> _OBJECTIVE_
Rewrite the listing below so that "single line" becomes "one line" everywhere it appears. Keep every other character the same.

> _RECORDS FOR THE EXERCISE_
···

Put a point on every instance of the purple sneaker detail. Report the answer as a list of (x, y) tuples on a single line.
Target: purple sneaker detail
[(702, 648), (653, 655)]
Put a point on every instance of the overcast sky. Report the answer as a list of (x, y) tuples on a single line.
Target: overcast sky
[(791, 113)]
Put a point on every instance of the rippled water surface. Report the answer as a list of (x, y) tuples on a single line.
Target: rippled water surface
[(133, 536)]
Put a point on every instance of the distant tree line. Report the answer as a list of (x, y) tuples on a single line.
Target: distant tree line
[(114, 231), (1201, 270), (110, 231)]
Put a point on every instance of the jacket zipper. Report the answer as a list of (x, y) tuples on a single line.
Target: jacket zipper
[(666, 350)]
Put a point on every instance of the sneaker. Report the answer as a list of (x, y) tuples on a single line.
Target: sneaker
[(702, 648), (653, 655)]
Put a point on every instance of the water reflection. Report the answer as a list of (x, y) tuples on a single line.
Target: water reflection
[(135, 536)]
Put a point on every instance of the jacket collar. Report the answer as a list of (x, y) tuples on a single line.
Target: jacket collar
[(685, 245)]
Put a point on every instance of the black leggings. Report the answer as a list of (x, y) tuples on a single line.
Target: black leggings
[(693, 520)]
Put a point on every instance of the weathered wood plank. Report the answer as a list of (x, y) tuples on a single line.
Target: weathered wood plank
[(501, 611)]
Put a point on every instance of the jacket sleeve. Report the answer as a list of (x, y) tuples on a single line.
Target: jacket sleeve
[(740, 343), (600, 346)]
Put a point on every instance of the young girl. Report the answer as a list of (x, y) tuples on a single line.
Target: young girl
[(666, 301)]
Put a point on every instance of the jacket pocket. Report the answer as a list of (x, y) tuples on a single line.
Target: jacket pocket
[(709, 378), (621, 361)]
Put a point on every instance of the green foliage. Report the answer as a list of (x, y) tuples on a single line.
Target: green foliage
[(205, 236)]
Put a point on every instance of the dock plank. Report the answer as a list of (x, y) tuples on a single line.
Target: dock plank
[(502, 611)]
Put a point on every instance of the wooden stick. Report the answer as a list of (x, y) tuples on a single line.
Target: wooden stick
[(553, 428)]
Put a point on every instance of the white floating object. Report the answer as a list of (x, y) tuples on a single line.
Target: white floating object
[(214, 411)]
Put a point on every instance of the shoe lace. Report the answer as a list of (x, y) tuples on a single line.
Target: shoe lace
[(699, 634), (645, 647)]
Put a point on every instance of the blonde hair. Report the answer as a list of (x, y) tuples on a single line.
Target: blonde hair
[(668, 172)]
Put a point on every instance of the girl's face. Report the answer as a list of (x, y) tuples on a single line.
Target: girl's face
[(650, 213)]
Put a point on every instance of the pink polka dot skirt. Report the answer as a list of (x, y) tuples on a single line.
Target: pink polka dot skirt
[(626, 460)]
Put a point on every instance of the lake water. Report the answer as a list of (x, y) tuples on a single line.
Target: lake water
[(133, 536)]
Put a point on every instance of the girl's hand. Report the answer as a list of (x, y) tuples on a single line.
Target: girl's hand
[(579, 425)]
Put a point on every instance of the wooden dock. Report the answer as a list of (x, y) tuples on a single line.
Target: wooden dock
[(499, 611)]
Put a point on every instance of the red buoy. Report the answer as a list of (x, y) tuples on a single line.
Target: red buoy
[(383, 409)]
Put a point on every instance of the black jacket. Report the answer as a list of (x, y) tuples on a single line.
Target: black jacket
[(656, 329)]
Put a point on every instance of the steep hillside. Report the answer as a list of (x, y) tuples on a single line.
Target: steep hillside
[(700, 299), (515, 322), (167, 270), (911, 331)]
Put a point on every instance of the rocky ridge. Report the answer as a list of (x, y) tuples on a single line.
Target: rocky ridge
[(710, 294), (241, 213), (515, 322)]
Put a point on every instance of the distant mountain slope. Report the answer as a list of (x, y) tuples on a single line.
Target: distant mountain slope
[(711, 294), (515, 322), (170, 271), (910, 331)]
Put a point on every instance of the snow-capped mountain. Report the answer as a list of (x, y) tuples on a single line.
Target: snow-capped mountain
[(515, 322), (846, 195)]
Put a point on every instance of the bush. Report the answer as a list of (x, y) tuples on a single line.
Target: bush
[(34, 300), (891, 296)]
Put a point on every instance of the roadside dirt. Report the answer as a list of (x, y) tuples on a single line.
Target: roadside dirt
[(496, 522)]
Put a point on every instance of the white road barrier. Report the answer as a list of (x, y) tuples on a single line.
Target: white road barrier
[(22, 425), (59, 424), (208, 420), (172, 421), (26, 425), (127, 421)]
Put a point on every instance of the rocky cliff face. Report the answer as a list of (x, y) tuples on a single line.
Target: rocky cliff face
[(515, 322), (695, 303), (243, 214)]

···

> _PROBLEM SOLUTION_
Put a point on every instance of the purple sneaker detail. Report the answer as a list of (x, y) tuples on a one line.
Target: purple sneaker detail
[(702, 648), (653, 655)]
Put a point on every instance of the overcast sky. Report the answer as a list of (x, y) tuples on a one line.
Target: overcast sky
[(791, 113)]
Put a point on every instance of the rippled water surface. Report the answer as a list of (x, y) tuples on a one line.
Target: rippled water surface
[(133, 536)]
Put a point on every instance of the distant tree line. Report the answer as a list of (x, y) tuples on a one line.
Target: distant tree line
[(114, 231), (1201, 270), (110, 231)]
Put a point on every instance of the jacket zipper. Report the answer as a list of (x, y) tuples on a one line.
Target: jacket zipper
[(666, 350)]
Put a point on every instance of the sneaker. Report the answer as a list of (x, y) tuples on a one line.
Target: sneaker
[(702, 648), (653, 655)]
Put a point on every instance of the water reflection. Report the answer as a list of (x, y) tuples on a one line.
Target: water reflection
[(135, 536)]
Put a point on every instance of the jacket collar. Report the answer as a list of (x, y) tuples on a one line.
Target: jacket collar
[(685, 245)]
Put a point on every instance of the black leggings. Report the answer as a list of (x, y) tuples on a one line.
Target: black leggings
[(693, 520)]
Put a point on every instance of the weathered wood plank. Report the answer as a list of (x, y) tuples on a one line.
Target: weathered wood plank
[(501, 611)]
Put a point on every instance of the jacket sleeve. Report the answer as a list of (x, y) tuples on a one line.
Target: jacket sleeve
[(740, 343), (600, 346)]
Put a point on every instance of the young girl. Report the answer as a list of (x, y) tuples on a one line.
Target: young girl
[(666, 301)]
Put a point on every instance of the jacket pocket. Report the answer as a list of (x, y) tuples on a one line.
Target: jacket pocket
[(709, 378), (621, 361)]
Put a point on every instance of the green foliage. Report the answer as a list of (x, y) tuples on a one line.
Target: green foliage
[(205, 236)]
Put a point on every instance of the dock plank. Report the answer as a list of (x, y) tuples on a one line.
Target: dock plank
[(502, 611)]
Put a point on every instance of the wooden stick. Report the answer as a list of (x, y) tuples on a one line.
Target: wooden stick
[(553, 428)]
Put a point on every instance of the white floating object. Report the answer as a list of (x, y) tuples on a one line.
Target: white floating object
[(214, 411)]
Put a point on every instance of the shoe lace. Report the answer as a list of (x, y) tuples on a one line.
Target: shoe lace
[(699, 634), (645, 647)]
Put a point on every instance of the blonde hair. Report the answer as a list of (x, y) tuples on a one line.
Target: blonde hair
[(668, 172)]
Put a point on every instance of the girl's face. Report the answer as a list of (x, y) tuples on a one line.
Target: girl's face
[(650, 213)]
Put a point on every instance of the pink polka dot skirt. Report the answer as a list of (x, y) tuples on a one line.
Target: pink polka dot skirt
[(626, 460)]
Put a point on every instance of the lake water. Report the answer as a list of (x, y) tuples on a one line.
Target: lake water
[(133, 536)]
Put a point on every instance of the girl's hand. Report the answer as a list of (x, y) tuples on a one line.
Target: girl's hand
[(579, 425)]
Put a point on every instance of the wooden dock. Report the answer as a list of (x, y) tuples on a one line.
Target: wooden dock
[(499, 611)]
Put a point on every instance of the red buoy. Report the answer as a list of (x, y) tuples on a one line.
Target: red buoy
[(383, 409)]
Put a point on every instance of the black jacket. Report the answer as a list of (x, y) tuples on a one line.
Target: black jacket
[(656, 329)]
Put a point on every instance of the steep hillside. Report the answer as a list of (x, y) tuples on a one line.
Target: steep hillside
[(700, 299), (515, 322), (167, 270), (911, 331)]
Put a point on every instance of the rocky ridge. Report the answer as a list of (x, y) tuples on a one line.
Target: rocky ridge
[(710, 294), (241, 213), (515, 322)]
Put a point on every instance of the distant mountain slope. Report the answer as a list of (x, y) tuples on a one line.
Target: distant mountain slope
[(711, 294), (515, 322), (170, 271), (910, 331)]
Put a point on every instance of the snow-capped mountain. Report the answer as a list of (x, y) tuples on a one line.
Target: snow-capped mountain
[(515, 322), (846, 195)]
Put a point on every instance of the bush. Report the answer as a list of (x, y) tuples on a one line.
Target: bush
[(34, 300), (891, 296)]
Put a point on every instance of the roadside dirt. Report the answer as a list of (x, y) tuples on a one line.
Target: roadside dirt
[(496, 522)]
Put a point on every instance of the white road barrier. Report the answer as a list of (x, y) tuples on a one line.
Target: white road barrier
[(22, 425), (59, 424), (208, 420), (172, 421), (26, 425), (127, 421)]
Put a point on every instance of the rocky cliff face. Report the answer as a list of (x, y) tuples on a one line.
Target: rocky cliff face
[(515, 322), (695, 303), (243, 214)]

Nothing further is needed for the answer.